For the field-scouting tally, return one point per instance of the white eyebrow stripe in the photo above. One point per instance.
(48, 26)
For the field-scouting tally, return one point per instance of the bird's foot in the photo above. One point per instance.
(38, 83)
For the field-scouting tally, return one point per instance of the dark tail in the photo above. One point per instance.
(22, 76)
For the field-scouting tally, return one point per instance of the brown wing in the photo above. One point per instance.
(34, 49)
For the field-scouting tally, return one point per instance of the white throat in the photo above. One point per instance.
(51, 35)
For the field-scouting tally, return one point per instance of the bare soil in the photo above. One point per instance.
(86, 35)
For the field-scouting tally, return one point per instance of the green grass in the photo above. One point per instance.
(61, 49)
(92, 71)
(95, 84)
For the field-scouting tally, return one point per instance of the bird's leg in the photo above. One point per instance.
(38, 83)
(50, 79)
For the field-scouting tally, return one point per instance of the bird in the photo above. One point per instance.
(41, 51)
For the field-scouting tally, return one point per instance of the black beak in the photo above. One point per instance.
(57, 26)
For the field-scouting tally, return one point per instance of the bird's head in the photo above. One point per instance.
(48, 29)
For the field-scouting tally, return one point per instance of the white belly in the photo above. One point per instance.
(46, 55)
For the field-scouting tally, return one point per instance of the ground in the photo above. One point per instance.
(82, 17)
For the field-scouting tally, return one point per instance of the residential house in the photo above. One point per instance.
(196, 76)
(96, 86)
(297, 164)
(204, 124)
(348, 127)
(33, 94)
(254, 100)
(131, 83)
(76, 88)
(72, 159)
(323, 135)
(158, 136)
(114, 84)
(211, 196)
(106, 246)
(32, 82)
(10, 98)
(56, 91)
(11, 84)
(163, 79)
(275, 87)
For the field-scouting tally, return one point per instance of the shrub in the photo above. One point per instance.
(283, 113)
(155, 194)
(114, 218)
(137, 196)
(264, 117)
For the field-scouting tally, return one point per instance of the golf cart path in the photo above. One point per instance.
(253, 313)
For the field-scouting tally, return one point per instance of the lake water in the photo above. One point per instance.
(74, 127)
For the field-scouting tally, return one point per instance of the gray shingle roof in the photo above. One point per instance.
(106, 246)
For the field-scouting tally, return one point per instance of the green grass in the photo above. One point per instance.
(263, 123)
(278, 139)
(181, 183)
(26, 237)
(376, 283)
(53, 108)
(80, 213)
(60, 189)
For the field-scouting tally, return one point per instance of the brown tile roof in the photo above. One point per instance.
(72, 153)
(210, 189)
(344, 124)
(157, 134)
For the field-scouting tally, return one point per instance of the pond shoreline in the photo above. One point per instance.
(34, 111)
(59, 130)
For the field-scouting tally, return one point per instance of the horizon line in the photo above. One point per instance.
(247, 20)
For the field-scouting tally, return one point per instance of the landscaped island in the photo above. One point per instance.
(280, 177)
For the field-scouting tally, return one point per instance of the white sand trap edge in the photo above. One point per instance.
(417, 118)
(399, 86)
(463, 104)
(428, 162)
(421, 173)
------------------------------
Task statement:
Retype each line above with no alterations.

Response area:
For the field-scouting tally, return one point per instance of the white eyebrow stripe in the photo above. One point per instance.
(48, 26)
For the field-scouting tally, return one point per instance of the bird's foot in the photo above. One point per instance.
(38, 83)
For the field-scouting tally, return one point per instance of the dark tail in the photo above. One point per instance.
(22, 76)
For the field-scouting tally, return one point per instance of the brown wing in the photo above. One point per instance.
(34, 49)
For the field-scouting tally, return one point per instance of the white throat in the photo above. One point per instance.
(51, 35)
For the field-scouting tally, return one point per instance of the bare soil in the photo above. One point per instance.
(86, 35)
For the field-scouting tally, return one point per instance of the green grass in the photo above. One point per instance.
(61, 49)
(92, 71)
(95, 84)
For the field-scouting tally, return one point per instance of the bird's leg in the photo above. One point per instance.
(38, 83)
(50, 79)
For the field-scouting tally, return one point per instance of the bird in the photo above. One point per instance.
(41, 51)
For the field-scouting tally, return one point per instance of the black beak in the photo above. One point per instance.
(57, 26)
For the field-scouting tally, return one point per instance of the bird's head in the photo above. One point per instance.
(48, 29)
For the field-scouting tally, return one point per instance of the white belly in the photo above. One point per instance.
(46, 55)
For the field-scouting tally, return one point per instance of the ground in the photo above. One point per instance.
(82, 17)
For the field-scouting tally, return one point per instance of the residential house in the photo above. One point per instance.
(196, 76)
(96, 86)
(297, 164)
(204, 124)
(348, 127)
(33, 94)
(254, 100)
(131, 83)
(76, 88)
(72, 159)
(323, 135)
(158, 136)
(114, 84)
(211, 196)
(106, 246)
(32, 82)
(10, 98)
(56, 91)
(11, 84)
(163, 79)
(275, 87)
For the field-scouting tally, return one point per instance of the shrub in the photo above. One point per instance.
(283, 113)
(155, 194)
(114, 218)
(137, 196)
(264, 117)
For the field-scouting tally, return one point per instance of the golf cart path in the photo above. One point per instance.
(253, 313)
For the field-scouting tally, return one point per instance of the lake water in the photo above. One point per instance.
(74, 127)
For the field-scouting tally, return one point per instance of the gray shingle roof in the photo above. One point per instance.
(106, 246)
For the field-scouting tally, return one point per instance of the green grass in the photo above. One point per instance.
(263, 123)
(278, 139)
(181, 183)
(26, 237)
(376, 283)
(53, 108)
(80, 213)
(60, 189)
For the field-scouting tally, return one point per instance of the brown tile roof in the photo above. One point per instance.
(72, 153)
(210, 189)
(344, 124)
(157, 134)
For the field-scouting tally, return one point per instance of the pond shoreline in the photo above. One point per instance.
(34, 111)
(59, 130)
For the field-scouting tally, return one point per instance of the horizon line in the photo above. One point per instance.
(247, 20)
For the field-scouting tally, return one point per instance of the landscaped island in the photo above. One point per instance.
(280, 177)
For the field-scouting tally, return one point per instance of the white sand trap edge in the photo above. One point per instance.
(417, 118)
(399, 86)
(463, 104)
(428, 162)
(421, 173)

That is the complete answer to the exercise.